**What is required**
Write out precisely the lines beginning with the line that contains "Target: green leaf" and ending with the last line of the entries, and no other lines.

[Coordinate labeling data]

=====

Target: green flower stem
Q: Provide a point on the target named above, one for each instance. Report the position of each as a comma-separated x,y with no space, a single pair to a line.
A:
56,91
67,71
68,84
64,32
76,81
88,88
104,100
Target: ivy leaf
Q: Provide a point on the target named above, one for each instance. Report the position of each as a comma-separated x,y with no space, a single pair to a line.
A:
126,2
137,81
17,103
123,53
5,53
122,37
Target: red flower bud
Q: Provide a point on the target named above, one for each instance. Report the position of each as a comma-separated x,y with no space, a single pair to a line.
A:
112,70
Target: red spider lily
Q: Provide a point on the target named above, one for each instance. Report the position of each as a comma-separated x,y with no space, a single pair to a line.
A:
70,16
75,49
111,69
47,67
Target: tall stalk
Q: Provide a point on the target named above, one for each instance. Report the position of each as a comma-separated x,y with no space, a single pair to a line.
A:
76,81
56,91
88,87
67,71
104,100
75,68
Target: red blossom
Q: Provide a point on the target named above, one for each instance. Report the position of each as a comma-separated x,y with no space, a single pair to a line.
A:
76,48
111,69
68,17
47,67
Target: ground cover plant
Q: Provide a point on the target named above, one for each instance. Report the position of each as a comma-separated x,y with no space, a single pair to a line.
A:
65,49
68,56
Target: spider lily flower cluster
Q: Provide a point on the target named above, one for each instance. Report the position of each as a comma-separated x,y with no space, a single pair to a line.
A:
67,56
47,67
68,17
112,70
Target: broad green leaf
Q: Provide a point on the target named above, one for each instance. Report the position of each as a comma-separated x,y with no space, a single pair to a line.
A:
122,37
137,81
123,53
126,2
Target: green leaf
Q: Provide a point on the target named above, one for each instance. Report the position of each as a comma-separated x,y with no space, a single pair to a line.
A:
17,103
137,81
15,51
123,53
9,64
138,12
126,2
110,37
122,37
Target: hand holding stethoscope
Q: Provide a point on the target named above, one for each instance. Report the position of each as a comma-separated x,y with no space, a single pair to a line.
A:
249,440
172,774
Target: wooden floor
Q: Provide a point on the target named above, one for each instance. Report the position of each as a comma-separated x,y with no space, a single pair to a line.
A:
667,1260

=====

**Answer**
Target: green leaf
Q: Provide a point on the target named above, one for each instance. Report the position of each as a comma-separated x,y with no space, a single pair to a line.
A:
17,103
137,81
15,51
123,53
9,64
138,12
126,2
110,37
122,37
Target: hand holding stethoscope
Q: Provide a point on the target named above, one for each instance. Report the position of each as a comma-separated x,y with no space, a single pair to a line.
A:
249,440
172,774
Target: wooden floor
Q: Provide a point on the target named above, one for each instance. Report the position of each as a comma-separated x,y with no space, a single pair to a line.
A:
667,1260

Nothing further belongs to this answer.